WHAT IS REQUIRED:
Some lines below hold "green". Pick them out and copy them.

MATERIAL PROVIDED:
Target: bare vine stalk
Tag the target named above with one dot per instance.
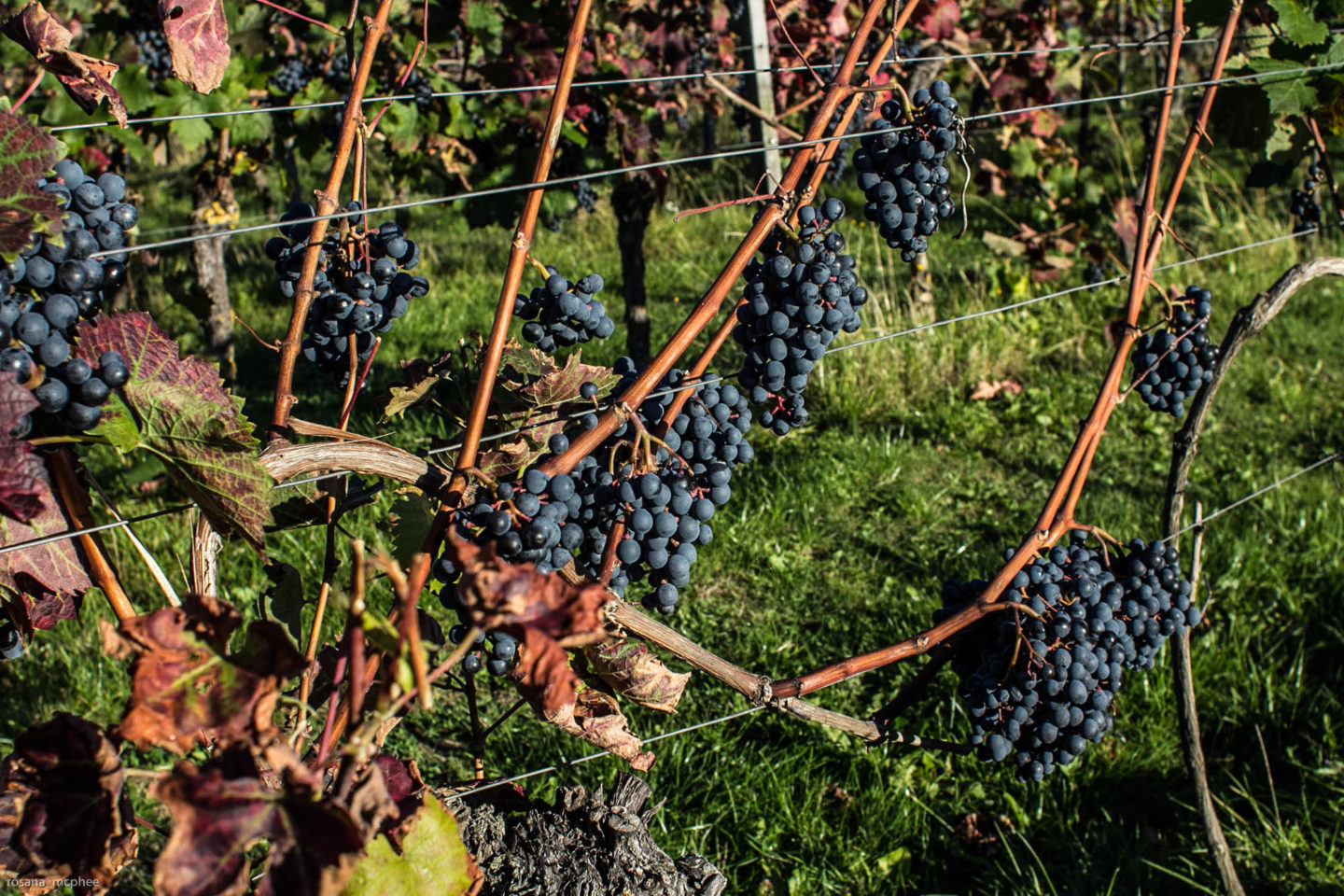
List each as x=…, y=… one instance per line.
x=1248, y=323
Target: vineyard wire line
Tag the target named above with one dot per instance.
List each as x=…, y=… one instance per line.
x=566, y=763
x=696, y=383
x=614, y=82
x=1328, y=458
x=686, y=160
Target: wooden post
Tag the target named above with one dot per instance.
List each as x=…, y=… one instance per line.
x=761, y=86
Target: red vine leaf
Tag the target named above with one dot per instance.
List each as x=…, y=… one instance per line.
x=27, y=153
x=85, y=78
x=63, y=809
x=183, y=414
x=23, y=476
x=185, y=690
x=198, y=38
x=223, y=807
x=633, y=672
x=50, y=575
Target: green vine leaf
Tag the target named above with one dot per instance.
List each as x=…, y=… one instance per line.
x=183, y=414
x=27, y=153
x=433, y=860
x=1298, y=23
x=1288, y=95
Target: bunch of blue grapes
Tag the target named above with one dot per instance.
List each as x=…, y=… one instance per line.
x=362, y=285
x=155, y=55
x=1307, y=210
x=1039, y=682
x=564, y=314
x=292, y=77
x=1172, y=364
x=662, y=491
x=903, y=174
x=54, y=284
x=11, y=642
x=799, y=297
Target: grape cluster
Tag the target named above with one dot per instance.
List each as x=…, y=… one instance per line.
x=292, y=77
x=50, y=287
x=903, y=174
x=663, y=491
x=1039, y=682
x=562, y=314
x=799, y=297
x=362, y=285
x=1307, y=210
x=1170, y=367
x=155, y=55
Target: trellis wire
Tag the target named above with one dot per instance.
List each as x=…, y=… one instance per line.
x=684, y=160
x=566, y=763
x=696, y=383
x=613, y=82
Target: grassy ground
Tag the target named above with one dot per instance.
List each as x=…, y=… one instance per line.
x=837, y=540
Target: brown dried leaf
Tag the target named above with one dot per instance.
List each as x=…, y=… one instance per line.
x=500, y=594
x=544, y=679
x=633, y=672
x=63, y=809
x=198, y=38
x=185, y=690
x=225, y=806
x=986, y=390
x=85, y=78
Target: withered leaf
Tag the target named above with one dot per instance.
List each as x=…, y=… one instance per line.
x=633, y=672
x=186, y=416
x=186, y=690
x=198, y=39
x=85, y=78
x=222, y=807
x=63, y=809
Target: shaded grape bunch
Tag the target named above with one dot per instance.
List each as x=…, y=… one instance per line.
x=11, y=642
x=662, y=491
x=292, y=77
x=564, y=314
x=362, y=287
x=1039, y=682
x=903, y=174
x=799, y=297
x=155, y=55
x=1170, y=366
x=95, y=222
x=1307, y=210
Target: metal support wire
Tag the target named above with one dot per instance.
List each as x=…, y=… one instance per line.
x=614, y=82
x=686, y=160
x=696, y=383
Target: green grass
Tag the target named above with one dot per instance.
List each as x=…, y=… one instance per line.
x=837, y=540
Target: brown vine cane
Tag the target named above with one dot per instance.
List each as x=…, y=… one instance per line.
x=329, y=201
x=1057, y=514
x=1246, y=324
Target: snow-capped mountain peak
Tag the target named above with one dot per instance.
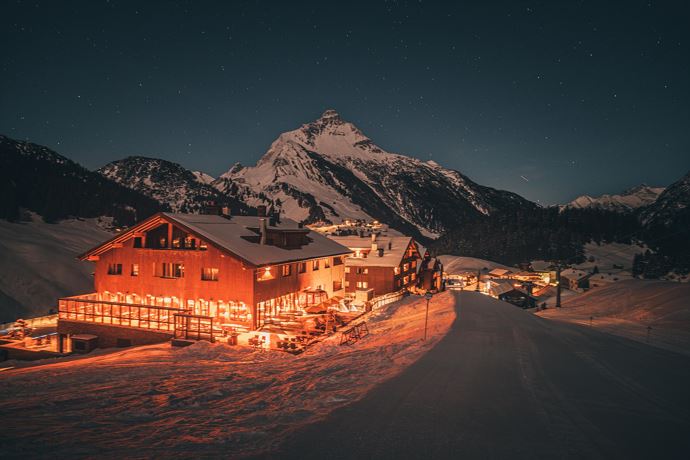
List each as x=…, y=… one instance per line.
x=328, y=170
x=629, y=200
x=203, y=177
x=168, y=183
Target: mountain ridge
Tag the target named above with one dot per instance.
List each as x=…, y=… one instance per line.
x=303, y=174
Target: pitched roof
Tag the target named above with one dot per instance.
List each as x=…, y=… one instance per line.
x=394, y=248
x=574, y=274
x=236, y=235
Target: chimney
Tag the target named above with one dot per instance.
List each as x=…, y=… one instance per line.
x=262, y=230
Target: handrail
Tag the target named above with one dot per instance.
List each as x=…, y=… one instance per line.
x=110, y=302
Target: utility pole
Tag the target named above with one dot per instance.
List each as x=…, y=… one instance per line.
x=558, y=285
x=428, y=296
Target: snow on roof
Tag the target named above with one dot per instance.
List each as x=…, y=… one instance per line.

OUTPUT OF THE EXERCISE:
Target: green vine leaf
Target: green grass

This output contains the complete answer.